People are starting to think about furniture in the same way they’re changing how they think about food, he says. At one time they just wanted to know the price. Now they want to know the provenance, where the food came from and how it was grown and prepared.

We already knew about the “double whammy of sustainability and savings from wellness,” from remanufactured ergonomic furniture, he said. Now we can top the benefit package with increased productivity.

That’s a whole new meaning and impact for interior design of an organization’s culture, which goes beyond the commodity value of furniture.


These new findings will transform thinking about employee health, said Lee-Ann Kosziwka, a health promoter from Peel Region.

Old-style health campaigns rested on four pillars – quit smoking, get active, eat well, engage with others for better mental health. Now there’s a fifth pillar – the physical environment at work.

Without specific or intentional effort by employees, the building and furniture by themselves provide health benefits that boost productivity. They not only counter preventable absenteeism. They work against preventable presenteeism, Kosziwka said.

## [DATA UNDER STUDY]
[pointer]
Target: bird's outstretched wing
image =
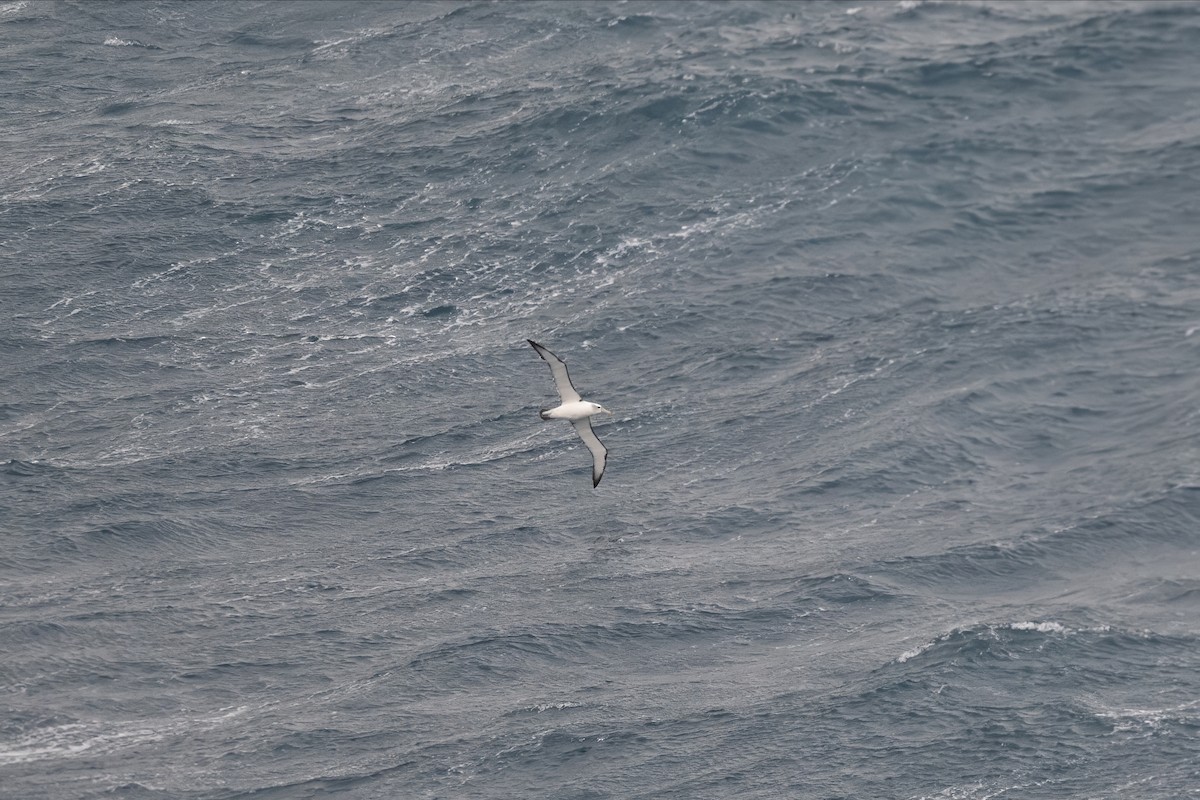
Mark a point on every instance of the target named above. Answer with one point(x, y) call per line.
point(599, 452)
point(562, 380)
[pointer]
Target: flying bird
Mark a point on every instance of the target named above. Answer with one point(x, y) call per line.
point(576, 409)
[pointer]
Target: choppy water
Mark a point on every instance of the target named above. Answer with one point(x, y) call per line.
point(897, 305)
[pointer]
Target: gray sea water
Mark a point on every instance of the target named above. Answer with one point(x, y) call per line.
point(897, 304)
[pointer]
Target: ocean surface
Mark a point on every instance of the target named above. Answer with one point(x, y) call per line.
point(897, 306)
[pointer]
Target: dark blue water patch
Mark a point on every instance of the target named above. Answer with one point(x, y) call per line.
point(1162, 524)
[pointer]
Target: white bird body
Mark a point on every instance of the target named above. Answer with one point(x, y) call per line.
point(576, 409)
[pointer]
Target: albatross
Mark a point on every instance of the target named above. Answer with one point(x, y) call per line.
point(576, 409)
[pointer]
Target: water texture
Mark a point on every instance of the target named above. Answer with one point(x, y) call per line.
point(897, 304)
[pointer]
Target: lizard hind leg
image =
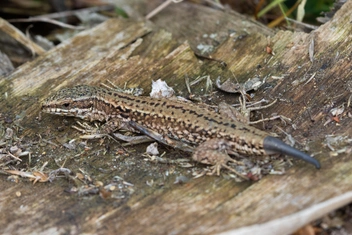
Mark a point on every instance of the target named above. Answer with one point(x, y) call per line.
point(214, 152)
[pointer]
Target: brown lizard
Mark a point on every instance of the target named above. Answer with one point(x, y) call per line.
point(182, 125)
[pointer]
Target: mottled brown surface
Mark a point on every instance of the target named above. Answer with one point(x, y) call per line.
point(206, 205)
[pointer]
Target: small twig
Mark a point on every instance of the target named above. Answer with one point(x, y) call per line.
point(70, 13)
point(48, 20)
point(161, 7)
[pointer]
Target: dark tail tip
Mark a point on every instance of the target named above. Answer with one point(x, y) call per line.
point(272, 144)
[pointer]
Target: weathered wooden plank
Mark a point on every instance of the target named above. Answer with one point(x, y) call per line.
point(137, 52)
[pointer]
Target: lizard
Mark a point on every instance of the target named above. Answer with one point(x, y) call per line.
point(209, 135)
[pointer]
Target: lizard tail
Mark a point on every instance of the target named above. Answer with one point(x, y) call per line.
point(274, 145)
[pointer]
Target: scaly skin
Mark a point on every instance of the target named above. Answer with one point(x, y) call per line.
point(182, 122)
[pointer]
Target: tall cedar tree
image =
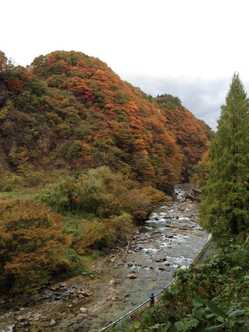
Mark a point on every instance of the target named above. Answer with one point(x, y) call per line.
point(225, 205)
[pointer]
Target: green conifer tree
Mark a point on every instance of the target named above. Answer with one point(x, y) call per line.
point(224, 209)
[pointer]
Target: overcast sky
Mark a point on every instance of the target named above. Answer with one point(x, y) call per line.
point(189, 48)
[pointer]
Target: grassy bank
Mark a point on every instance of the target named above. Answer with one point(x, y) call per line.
point(49, 230)
point(212, 296)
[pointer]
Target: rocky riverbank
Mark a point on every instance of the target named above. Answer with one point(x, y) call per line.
point(171, 238)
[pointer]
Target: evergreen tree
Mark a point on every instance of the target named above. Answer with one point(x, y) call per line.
point(224, 209)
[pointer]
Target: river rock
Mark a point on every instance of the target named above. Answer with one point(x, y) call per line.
point(83, 310)
point(7, 328)
point(52, 322)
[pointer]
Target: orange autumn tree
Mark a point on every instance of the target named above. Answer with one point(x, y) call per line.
point(33, 248)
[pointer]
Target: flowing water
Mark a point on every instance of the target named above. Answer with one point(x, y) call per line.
point(170, 239)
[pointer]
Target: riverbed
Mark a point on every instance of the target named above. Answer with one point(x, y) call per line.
point(170, 239)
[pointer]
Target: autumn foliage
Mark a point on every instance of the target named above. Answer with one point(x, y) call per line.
point(32, 246)
point(69, 110)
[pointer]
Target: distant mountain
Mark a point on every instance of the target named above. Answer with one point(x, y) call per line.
point(69, 110)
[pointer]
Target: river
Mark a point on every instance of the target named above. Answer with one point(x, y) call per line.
point(171, 238)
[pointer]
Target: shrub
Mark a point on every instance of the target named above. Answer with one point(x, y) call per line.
point(33, 248)
point(102, 193)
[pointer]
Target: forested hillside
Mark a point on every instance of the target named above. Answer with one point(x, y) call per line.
point(69, 110)
point(213, 295)
point(84, 158)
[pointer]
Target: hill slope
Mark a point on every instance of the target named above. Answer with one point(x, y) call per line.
point(69, 110)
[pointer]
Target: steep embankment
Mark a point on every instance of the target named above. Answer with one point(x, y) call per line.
point(69, 110)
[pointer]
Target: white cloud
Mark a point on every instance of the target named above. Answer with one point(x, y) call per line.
point(180, 40)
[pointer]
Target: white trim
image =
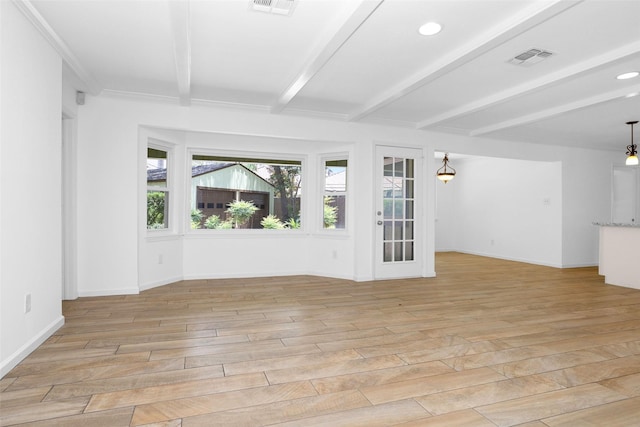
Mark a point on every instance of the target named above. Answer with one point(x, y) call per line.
point(38, 21)
point(158, 283)
point(12, 361)
point(110, 292)
point(516, 259)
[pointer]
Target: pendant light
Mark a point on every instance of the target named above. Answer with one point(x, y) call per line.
point(632, 150)
point(445, 175)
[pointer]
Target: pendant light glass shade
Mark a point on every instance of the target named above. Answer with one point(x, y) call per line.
point(446, 173)
point(632, 150)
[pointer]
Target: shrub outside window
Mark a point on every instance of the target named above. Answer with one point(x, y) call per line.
point(245, 193)
point(335, 194)
point(157, 189)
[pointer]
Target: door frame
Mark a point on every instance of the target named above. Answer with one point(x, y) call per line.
point(415, 268)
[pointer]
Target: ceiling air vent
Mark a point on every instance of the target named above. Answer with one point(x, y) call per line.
point(530, 57)
point(279, 7)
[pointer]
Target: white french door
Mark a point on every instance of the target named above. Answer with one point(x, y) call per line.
point(398, 247)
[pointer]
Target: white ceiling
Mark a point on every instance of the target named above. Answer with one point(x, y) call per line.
point(355, 60)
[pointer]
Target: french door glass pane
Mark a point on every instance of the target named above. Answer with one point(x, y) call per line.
point(398, 209)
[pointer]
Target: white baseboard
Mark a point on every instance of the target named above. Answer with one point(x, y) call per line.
point(163, 282)
point(13, 360)
point(109, 292)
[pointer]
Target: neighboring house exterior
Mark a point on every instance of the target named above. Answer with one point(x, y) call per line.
point(214, 186)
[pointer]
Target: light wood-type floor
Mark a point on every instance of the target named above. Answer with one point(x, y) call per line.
point(486, 343)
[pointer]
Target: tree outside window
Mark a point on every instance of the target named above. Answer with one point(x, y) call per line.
point(157, 189)
point(335, 194)
point(245, 193)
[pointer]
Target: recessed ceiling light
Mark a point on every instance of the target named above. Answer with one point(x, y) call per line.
point(626, 76)
point(430, 29)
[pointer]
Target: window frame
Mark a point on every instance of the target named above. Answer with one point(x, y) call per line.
point(300, 160)
point(334, 157)
point(167, 188)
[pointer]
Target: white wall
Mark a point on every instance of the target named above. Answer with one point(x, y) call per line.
point(111, 228)
point(586, 187)
point(112, 129)
point(503, 208)
point(30, 226)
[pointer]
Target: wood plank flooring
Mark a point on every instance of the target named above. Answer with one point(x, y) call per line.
point(486, 343)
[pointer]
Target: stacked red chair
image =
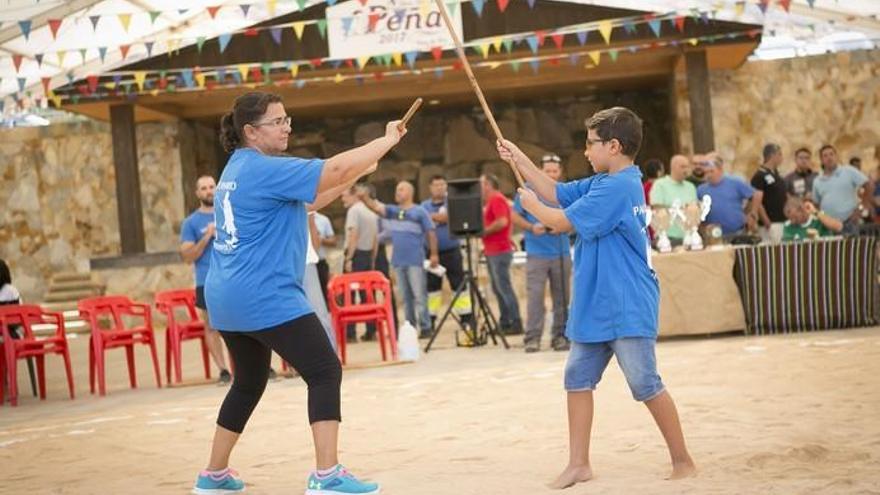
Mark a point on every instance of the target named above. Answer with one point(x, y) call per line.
point(105, 315)
point(180, 330)
point(26, 316)
point(344, 309)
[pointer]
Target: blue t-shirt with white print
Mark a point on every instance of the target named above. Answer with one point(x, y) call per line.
point(257, 267)
point(615, 292)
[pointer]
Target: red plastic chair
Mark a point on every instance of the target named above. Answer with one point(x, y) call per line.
point(30, 346)
point(181, 330)
point(344, 310)
point(95, 310)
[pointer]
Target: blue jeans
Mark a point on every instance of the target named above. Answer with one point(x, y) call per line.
point(413, 286)
point(508, 306)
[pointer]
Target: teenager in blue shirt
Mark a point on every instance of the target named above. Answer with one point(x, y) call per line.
point(254, 289)
point(616, 293)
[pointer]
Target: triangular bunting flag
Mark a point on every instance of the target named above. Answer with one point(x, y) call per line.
point(478, 6)
point(223, 40)
point(605, 29)
point(25, 27)
point(411, 58)
point(54, 25)
point(125, 20)
point(298, 28)
point(276, 35)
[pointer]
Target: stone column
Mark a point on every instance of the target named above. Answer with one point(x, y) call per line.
point(128, 189)
point(700, 98)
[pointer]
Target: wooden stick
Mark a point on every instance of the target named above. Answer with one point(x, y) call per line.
point(474, 84)
point(409, 113)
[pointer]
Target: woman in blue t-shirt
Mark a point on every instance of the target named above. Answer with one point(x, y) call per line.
point(254, 288)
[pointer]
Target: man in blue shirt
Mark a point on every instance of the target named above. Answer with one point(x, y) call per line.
point(449, 254)
point(409, 226)
point(842, 191)
point(196, 235)
point(548, 258)
point(731, 198)
point(616, 295)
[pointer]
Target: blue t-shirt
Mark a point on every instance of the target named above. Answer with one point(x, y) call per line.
point(837, 193)
point(256, 276)
point(409, 234)
point(727, 203)
point(445, 241)
point(547, 246)
point(192, 230)
point(615, 292)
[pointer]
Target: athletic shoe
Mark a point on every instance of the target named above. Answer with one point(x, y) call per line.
point(339, 482)
point(225, 377)
point(211, 484)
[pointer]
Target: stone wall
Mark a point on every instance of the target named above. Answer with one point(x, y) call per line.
point(59, 198)
point(808, 101)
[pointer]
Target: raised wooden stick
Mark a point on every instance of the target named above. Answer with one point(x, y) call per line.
point(409, 113)
point(474, 84)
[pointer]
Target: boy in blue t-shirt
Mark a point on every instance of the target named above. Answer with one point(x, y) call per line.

## [TO DO]
In the text about furniture and workplace health, what fifth pillar has been added to the four pillars of old-style health campaigns?

## [EXPECTED ANSWER]
The physical environment at work.